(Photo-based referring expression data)
◆ ◆ ◆ ◆ ◆ ◆ ◆
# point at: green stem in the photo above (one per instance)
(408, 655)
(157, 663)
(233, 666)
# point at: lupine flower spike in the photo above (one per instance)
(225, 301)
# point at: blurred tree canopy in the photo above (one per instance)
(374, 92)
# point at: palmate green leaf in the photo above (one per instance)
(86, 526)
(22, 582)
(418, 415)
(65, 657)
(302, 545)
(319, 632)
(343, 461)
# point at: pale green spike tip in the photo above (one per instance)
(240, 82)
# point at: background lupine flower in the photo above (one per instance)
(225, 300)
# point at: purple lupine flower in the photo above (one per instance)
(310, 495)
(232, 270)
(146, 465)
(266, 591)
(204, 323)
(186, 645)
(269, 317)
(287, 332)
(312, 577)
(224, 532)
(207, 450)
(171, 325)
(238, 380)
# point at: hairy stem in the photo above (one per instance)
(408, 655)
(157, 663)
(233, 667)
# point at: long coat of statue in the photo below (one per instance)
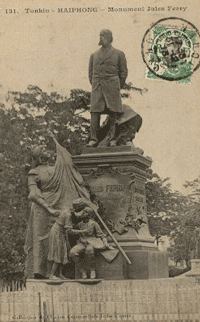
(107, 74)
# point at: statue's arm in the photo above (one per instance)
(90, 72)
(35, 195)
(123, 70)
(99, 232)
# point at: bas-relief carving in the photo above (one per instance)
(123, 197)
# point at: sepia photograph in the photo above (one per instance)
(99, 161)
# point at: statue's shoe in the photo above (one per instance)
(92, 275)
(92, 144)
(54, 278)
(113, 143)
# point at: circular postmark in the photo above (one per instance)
(171, 49)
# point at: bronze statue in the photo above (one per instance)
(126, 127)
(91, 238)
(52, 191)
(107, 74)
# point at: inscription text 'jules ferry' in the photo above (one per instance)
(108, 188)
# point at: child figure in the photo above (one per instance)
(58, 244)
(91, 237)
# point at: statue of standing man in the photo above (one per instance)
(107, 75)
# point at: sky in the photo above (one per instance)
(52, 50)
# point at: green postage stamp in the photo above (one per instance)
(170, 49)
◆ ◆ ◆ ◆ ◆ ◆ ◆
All of the entries above should be retyped exactly, with the pictures left out.

# point at: green stem in the photo above (one per instance)
(408, 655)
(157, 663)
(233, 666)
# point at: lupine flower spike in the photo above (one per instance)
(225, 301)
# point at: blurred tree canopy in the photo above (one per instance)
(374, 92)
# point at: palmate green leaf in the photo above (one per instance)
(86, 526)
(22, 582)
(418, 415)
(65, 657)
(302, 545)
(319, 632)
(343, 461)
# point at: pale green spike tip in the photo above (one per instance)
(240, 82)
# point at: background lupine flower in the photo above (one per instance)
(225, 300)
# point at: purple lupine flower in the photo above (one per instance)
(310, 495)
(232, 270)
(146, 465)
(266, 591)
(204, 323)
(186, 645)
(269, 317)
(287, 332)
(312, 577)
(224, 532)
(207, 450)
(171, 325)
(238, 380)
# point at: hairy stem in the photo above (one per instance)
(408, 655)
(157, 663)
(233, 667)
# point at: long coat of statue in the photo below (one per instance)
(107, 74)
# point at: statue's arm in the photo above (one per instance)
(90, 72)
(35, 195)
(123, 70)
(99, 232)
# point at: bas-relief carving in the photo above (one per instance)
(123, 197)
# point at: sepia photograph in the photo above (one per instance)
(99, 161)
# point at: statue's shoe in the photo above (one per instance)
(92, 275)
(92, 144)
(54, 278)
(113, 143)
# point at: circular postmark in the photo above (one per instance)
(171, 49)
# point at: bronze statue in the photo above (one per instance)
(126, 127)
(91, 238)
(52, 191)
(107, 74)
# point at: inscription text 'jules ferry' in the photo above (one per instance)
(108, 188)
# point at: child figure in the photo above (one per instance)
(58, 244)
(91, 237)
# point at: statue of standing man in the photo above (one per instance)
(107, 75)
# point at: sky in the photo above (one per instance)
(52, 50)
# point at: green postage stamp in the photo above (one per instance)
(170, 49)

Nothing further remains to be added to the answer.